## START

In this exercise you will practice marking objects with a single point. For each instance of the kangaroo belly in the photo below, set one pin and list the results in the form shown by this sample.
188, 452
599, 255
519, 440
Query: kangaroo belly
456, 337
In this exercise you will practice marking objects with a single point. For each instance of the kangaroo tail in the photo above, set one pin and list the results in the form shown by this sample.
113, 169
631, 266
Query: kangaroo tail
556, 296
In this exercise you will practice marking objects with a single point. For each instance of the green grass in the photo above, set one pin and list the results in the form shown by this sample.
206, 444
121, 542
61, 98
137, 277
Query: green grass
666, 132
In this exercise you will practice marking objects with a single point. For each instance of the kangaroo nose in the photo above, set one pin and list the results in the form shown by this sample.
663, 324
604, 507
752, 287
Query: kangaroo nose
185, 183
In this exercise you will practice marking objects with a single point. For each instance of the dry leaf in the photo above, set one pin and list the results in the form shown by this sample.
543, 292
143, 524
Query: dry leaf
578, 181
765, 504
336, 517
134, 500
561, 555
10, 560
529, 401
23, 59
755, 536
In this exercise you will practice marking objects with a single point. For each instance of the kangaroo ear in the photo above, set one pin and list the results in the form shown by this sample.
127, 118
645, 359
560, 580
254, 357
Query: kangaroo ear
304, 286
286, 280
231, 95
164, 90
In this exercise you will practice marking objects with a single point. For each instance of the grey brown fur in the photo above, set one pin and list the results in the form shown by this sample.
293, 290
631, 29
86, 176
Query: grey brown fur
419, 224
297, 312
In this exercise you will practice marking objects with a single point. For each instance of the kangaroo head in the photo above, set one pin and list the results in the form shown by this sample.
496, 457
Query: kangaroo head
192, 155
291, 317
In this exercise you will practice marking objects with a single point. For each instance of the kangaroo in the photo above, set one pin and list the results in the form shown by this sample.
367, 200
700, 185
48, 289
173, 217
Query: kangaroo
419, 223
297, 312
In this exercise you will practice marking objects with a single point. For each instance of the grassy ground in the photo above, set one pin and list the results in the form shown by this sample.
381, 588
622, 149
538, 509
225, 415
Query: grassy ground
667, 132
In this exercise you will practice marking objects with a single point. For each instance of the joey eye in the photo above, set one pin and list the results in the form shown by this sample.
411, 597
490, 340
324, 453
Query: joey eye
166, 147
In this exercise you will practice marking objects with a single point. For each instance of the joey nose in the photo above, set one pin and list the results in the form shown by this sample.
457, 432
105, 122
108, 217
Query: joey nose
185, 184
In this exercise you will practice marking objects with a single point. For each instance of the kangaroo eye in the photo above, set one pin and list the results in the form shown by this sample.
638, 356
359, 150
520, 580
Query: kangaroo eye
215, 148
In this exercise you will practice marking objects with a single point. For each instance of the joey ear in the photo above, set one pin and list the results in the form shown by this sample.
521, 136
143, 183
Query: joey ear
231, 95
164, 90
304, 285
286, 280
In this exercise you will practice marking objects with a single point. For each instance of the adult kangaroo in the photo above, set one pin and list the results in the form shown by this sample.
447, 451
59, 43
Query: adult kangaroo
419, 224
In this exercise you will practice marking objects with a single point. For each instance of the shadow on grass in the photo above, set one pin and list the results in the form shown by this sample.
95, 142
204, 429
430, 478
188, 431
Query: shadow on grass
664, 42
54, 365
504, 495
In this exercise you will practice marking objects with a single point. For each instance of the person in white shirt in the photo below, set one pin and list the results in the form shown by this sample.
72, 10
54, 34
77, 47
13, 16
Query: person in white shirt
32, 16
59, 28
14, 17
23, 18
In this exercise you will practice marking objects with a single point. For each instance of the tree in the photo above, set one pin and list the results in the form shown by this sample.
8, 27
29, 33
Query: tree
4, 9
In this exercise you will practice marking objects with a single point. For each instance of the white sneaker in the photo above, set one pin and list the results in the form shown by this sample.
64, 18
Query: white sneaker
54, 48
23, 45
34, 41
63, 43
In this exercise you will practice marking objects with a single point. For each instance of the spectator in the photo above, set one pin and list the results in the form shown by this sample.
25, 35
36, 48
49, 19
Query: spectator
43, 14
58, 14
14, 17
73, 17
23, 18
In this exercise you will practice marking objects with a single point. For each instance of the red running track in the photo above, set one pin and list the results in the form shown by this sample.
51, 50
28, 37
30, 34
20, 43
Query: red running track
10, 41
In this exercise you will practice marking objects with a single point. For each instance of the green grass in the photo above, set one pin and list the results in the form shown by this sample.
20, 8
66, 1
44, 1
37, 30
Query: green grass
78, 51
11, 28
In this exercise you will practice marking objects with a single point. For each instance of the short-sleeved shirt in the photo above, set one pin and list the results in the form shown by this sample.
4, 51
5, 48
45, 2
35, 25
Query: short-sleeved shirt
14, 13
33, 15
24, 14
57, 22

## END

What is needed: Retype the material in full. Each word must match.

Response:
In this exercise you will practice marking objects with a single point. For each instance of the kangaroo belly in the photo below, set one pin and list the results in the form shown by this sample.
188, 452
599, 255
519, 440
Query: kangaroo belly
456, 337
In this exercise you will practice marking objects with a single point. For each instance of the kangaroo tail in the photo above, set one pin and list the results in the form shown by this sample.
113, 169
631, 266
Query: kangaroo tail
556, 296
In this exercise you will practice marking objects with a single point. For each instance of the green grass in the photo above, set one pin and list the results in the form shown by this sample.
206, 444
121, 542
61, 98
137, 277
Query: green grass
666, 132
In this exercise you will practice marking objects with a single point. For each instance of the kangaroo nose in the photo above, set one pin and list the results in the form shown by this sample.
663, 324
604, 507
752, 287
Query: kangaroo nose
185, 183
In this exercise you will practice marking objects with a single point. For each instance of the dry leaf in the photo above, set one pin and list the results in the form shown by this sample.
543, 292
143, 524
Query: dry leaf
578, 181
765, 504
336, 517
134, 500
561, 555
10, 560
529, 401
23, 59
755, 536
In this exercise you will practice marking objects with a single point. For each instance of the kangaroo ear in the photo above, set one pin and list the results in the form shown by this sample.
127, 118
645, 359
560, 580
254, 357
Query: kangaroo ear
304, 286
286, 280
231, 95
164, 90
In this exercise you will practice marking objects with a single point. For each instance of the grey brown fur in the photo above, set one pin and list the results in the form shown by this sample.
293, 290
631, 29
86, 176
Query: grey brown fur
419, 224
297, 312
In this exercise you will practice marking objects with a single point. For each instance of the kangaroo head in the photo above, set one pin and list the results in the form shown by this sample.
496, 457
Query: kangaroo head
192, 155
291, 317
In this exercise you will practice marking objects with a single point. For each instance of the kangaroo in the photo above, set one pin and list the results in the form shown by this sample.
367, 200
700, 185
48, 289
173, 217
Query: kangaroo
419, 223
297, 312
In this exercise you will practice marking objects with a single point. For each instance of the grassy ground in the photo above, set one pin and list the results in the form shown by this sample.
381, 588
622, 149
538, 509
225, 415
Query: grassy ground
667, 132
In this exercise you will practice marking objects with a single point. For each instance of the joey eye in the photo above, set one pin and list the results in the form shown by this sample.
411, 597
490, 340
324, 453
Query: joey eye
166, 147
In this exercise you will practice marking objects with a single point. For each instance of the joey nose in the photo above, set one pin and list the results in the form shown by this sample.
457, 432
105, 122
108, 217
Query: joey nose
185, 184
In this exercise you will practice marking objects with a single point. For each instance of the kangaroo eye in the photo above, set one pin and list the results in the form shown by this sample.
638, 356
359, 150
520, 580
Query: kangaroo eye
215, 148
In this exercise you will practice marking objects with a single point. For each instance of the joey ear in the photo above, set one pin and list the results in the form shown by this sample.
521, 136
143, 183
Query: joey ear
231, 95
164, 90
304, 285
286, 280
In this exercise you will practice marking objects with a single point. For each instance of the adult kangaroo in the photo above, set one pin and list the results in the form shown by this sample.
447, 451
59, 43
Query: adult kangaroo
419, 224
In this exercise you will practice marking objects with a single point. For each instance of the shadow on grass in the photo above, set one pin and list the results in the form shown by this sample.
95, 142
204, 429
430, 478
188, 431
Query: shadow on grass
664, 42
54, 365
504, 495
In this exercise you will practice marking objects with a single point. For each instance of the person in white shirt in the photo below, set one pin and list the results in the form shown by this sample.
72, 10
54, 34
77, 47
13, 16
Query: person in white shirt
32, 16
59, 28
14, 17
23, 18
In this exercise you will practice marking objects with a single point. For each instance of the tree in the photo above, set one pin and list the results in the form shown by this sample.
8, 27
29, 33
Query: tree
4, 9
In this exercise you will practice marking objects with a single point. For each instance of the white sneaker in the photo above, set one pin and list the results in the form shown by this sample.
64, 18
Query: white sneaker
54, 48
23, 45
34, 41
63, 43
In this exercise you will practice marking objects with a single point. For each instance of the spectator in the photo above, set one pin and list the results in the form shown by this sample.
25, 35
36, 48
49, 19
Query: spectator
43, 14
58, 14
14, 17
73, 17
23, 18
In this exercise you will practice marking objects with a single point. For each instance of the red running track in the photo above, set one pin and list the results in the form shown by this sample.
51, 50
28, 37
30, 34
20, 43
Query: red running track
10, 41
In this exercise you will practice marking objects with a single point. For each instance of the green grass in the photo above, set one pin and list the results in the form shown by this sample.
20, 8
66, 1
44, 1
37, 30
Query: green grass
78, 51
11, 28
In this exercise you will practice marking objects with a single point. For each instance of the short-sleeved shirt in the photo above, set one pin and list the results in the form shown by this sample.
4, 51
5, 48
45, 2
35, 25
Query: short-sleeved shirt
14, 13
33, 15
24, 14
57, 22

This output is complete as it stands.